» ARTICLE:
The Clash of Civilizations:  Some Beginnings of Psychological Analysis
Posted Apr 15, 2008

The Clash of Civilizations:  Some Beginnings of Psychological Analysis

by Dr. Robert D. Crane

  The April 17, 2008, issue of the “New York Review of Books” contains a review by William H. McNeill of Ben Kiernan’s new book, Blood and Soil, Yale University Press, 2007, which may help to explain the 21st century’s ideological obsession with saving the world from chaos by creating a new international law justifying universal, unilateral, creative destruction. 

  Henry Kissinger in his Washington Post op-ed position paper on August 12, 2002, calling for an immediate U.S. invasion of Iraq, first spelled out this genocidal approach to law as America’s mission in the new century and as the most compelling reason for an invasion (specifically even more compelling than weapons of mass destruction, oil, and Israel).  Osama bin Laden had beaten him to the punch even before 9/11, though their solutions differed superficially in that Osama’s solution called for a “global Islamic Caliphate” designed to impose what he considered to be Islamic law, whereas Kissinger’s solution sounded more like the elimination of religion as a better means to stop the seemingly inevitable disintegration of global civilization.

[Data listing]
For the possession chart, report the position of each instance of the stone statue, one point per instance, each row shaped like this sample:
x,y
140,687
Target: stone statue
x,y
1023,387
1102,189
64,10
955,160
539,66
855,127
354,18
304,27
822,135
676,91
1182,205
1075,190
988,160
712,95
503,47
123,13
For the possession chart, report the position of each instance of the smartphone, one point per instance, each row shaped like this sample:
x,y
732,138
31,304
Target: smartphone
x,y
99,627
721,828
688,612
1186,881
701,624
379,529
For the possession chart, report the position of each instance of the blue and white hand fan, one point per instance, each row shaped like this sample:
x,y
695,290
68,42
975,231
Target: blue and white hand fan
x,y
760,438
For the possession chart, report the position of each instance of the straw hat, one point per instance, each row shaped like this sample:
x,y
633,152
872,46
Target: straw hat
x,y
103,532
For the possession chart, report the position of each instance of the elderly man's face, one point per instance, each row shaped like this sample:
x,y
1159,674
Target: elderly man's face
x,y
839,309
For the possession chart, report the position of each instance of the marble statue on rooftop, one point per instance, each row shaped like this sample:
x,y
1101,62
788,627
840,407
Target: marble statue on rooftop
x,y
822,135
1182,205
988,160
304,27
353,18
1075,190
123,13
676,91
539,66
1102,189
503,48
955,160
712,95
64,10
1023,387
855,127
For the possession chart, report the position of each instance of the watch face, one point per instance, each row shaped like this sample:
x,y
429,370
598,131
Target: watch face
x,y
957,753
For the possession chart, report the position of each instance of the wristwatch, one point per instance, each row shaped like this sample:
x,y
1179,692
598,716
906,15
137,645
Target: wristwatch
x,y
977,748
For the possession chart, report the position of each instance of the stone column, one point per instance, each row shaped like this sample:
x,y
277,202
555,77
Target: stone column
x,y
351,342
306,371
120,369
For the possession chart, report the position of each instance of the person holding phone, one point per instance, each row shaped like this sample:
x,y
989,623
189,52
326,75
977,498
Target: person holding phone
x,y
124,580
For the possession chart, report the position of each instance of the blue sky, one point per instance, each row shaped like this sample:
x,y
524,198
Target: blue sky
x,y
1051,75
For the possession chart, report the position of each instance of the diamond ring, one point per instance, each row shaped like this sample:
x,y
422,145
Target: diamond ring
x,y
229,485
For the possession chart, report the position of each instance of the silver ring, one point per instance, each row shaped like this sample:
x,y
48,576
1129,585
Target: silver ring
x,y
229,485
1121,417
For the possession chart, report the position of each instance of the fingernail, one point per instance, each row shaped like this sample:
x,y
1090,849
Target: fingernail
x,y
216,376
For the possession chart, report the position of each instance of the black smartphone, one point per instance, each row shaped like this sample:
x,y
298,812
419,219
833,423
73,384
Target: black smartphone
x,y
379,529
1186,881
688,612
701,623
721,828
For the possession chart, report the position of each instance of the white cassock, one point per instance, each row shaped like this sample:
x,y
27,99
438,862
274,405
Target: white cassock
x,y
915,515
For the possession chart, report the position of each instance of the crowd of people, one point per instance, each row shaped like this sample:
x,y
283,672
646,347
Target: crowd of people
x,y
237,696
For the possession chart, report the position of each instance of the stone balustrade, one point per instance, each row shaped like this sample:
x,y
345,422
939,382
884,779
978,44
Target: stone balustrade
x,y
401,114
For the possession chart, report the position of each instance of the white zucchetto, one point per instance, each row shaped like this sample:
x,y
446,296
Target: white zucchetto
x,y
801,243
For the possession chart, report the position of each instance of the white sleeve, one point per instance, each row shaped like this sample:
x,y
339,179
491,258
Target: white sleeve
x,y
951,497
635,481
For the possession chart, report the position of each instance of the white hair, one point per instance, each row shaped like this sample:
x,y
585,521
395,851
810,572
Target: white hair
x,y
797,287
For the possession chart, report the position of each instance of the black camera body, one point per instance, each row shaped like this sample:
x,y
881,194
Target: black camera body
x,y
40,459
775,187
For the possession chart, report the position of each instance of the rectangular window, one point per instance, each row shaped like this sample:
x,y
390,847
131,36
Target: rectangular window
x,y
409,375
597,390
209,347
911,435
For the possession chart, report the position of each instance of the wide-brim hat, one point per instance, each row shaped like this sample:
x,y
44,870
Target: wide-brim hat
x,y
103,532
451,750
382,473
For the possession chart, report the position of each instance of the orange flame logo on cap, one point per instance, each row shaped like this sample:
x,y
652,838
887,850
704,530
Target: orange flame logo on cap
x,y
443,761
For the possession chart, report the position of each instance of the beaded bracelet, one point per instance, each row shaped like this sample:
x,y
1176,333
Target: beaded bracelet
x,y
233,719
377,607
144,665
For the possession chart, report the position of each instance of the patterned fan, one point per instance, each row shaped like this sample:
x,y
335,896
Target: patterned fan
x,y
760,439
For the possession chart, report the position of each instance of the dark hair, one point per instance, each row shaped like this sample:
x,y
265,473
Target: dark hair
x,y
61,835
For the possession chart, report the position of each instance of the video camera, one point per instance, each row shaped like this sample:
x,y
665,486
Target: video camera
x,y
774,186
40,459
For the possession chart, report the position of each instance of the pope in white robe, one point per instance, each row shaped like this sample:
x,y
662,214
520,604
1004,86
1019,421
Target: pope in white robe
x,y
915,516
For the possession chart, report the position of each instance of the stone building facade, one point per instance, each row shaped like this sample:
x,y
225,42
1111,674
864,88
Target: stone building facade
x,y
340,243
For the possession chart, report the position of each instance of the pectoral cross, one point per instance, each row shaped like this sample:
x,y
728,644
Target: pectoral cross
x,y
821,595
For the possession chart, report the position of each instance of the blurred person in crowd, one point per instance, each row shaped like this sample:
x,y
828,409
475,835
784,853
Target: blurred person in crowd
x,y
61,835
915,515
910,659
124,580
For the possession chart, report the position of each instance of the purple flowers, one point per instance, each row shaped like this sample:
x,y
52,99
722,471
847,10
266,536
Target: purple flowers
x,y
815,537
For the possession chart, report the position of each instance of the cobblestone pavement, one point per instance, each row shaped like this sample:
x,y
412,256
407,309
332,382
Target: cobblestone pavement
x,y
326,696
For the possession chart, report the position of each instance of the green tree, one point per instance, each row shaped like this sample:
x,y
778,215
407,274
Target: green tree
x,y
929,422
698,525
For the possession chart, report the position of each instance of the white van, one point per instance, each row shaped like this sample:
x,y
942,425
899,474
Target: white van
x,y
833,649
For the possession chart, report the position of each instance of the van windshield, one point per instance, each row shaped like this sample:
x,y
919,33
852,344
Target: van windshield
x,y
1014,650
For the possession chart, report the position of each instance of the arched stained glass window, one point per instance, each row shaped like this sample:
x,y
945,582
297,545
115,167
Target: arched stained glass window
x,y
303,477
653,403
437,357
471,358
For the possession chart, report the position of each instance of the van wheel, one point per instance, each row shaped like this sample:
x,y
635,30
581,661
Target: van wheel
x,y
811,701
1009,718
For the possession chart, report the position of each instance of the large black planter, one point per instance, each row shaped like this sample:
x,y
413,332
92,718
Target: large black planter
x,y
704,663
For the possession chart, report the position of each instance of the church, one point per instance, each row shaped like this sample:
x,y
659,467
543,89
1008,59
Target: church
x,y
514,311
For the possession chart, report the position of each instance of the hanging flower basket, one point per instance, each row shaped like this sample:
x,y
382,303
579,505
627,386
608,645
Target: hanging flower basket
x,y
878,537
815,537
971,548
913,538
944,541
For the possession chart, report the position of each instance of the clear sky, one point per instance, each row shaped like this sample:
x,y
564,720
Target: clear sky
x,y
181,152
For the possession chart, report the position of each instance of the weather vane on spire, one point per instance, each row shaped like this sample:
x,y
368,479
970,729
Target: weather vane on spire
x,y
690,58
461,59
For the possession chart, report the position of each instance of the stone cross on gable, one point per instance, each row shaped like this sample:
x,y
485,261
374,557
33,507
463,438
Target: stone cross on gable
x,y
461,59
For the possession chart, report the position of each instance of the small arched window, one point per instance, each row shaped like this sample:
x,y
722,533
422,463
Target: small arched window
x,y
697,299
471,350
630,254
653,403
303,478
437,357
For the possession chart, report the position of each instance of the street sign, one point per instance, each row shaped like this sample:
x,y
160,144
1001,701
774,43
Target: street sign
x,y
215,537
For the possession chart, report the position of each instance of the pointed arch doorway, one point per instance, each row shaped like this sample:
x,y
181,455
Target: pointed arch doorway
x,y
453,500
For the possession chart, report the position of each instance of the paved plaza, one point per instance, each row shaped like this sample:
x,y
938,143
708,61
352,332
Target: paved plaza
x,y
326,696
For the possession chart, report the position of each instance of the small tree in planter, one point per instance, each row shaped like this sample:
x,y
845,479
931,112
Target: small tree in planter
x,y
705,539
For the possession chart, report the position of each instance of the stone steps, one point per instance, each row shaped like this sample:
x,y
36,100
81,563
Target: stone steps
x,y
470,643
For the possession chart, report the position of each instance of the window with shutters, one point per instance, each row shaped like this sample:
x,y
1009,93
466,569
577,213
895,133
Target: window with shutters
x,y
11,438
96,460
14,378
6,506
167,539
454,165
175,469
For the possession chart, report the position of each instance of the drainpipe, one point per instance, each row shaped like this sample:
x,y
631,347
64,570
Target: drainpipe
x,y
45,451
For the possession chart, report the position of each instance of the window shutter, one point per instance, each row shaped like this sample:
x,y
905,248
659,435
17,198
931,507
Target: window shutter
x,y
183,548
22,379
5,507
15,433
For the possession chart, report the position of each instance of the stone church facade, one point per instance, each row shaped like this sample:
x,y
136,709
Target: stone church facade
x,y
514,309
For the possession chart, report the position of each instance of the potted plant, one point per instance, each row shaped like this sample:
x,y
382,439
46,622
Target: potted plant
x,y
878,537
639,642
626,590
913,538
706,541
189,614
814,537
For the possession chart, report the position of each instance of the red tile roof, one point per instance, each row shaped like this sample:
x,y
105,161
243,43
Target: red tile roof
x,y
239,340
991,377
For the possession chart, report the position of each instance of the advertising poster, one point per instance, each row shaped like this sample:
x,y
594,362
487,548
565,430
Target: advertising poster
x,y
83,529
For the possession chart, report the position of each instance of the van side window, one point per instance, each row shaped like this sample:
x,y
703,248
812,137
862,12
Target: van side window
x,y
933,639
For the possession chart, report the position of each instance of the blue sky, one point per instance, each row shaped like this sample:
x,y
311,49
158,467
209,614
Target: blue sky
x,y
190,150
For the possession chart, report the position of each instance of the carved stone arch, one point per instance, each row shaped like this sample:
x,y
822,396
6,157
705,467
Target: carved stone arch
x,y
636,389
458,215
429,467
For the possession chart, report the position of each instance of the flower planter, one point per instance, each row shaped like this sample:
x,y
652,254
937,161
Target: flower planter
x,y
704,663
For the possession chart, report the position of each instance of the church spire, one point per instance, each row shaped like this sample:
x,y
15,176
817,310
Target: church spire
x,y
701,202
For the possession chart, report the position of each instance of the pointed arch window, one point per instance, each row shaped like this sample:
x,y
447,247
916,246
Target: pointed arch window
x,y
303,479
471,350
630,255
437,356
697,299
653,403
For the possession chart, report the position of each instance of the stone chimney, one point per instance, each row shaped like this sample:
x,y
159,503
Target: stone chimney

» GIVEN INSTRUCTION: Can you write out the whole article on the clash of civilizations again, word for word from start to finish?

» OUTPUT FOR THIS TASK:
The Clash of Civilizations:  Some Beginnings of Psychological Analysis
Posted Apr 15, 2008

The Clash of Civilizations:  Some Beginnings of Psychological Analysis

by Dr. Robert D. Crane

  The April 17, 2008, issue of the “New York Review of Books” contains a review by William H. McNeill of Ben Kiernan’s new book, Blood and Soil, Yale University Press, 2007, which may help to explain the 21st century’s ideological obsession with saving the world from chaos by creating a new international law justifying universal, unilateral, creative destruction. 

  Henry Kissinger in his Washington Post op-ed position paper on August 12, 2002, calling for an immediate U.S. invasion of Iraq, first spelled out this genocidal approach to law as America’s mission in the new century and as the most compelling reason for an invasion (specifically even more compelling than weapons of mass destruction, oil, and Israel).  Osama bin Laden had beaten him to the punch even before 9/11, though their solutions differed superficially in that Osama’s solution called for a “global Islamic Caliphate” designed to impose what he considered to be Islamic law, whereas Kissinger’s solution sounded more like the elimination of religion as a better means to stop the seemingly inevitable disintegration of global civilization.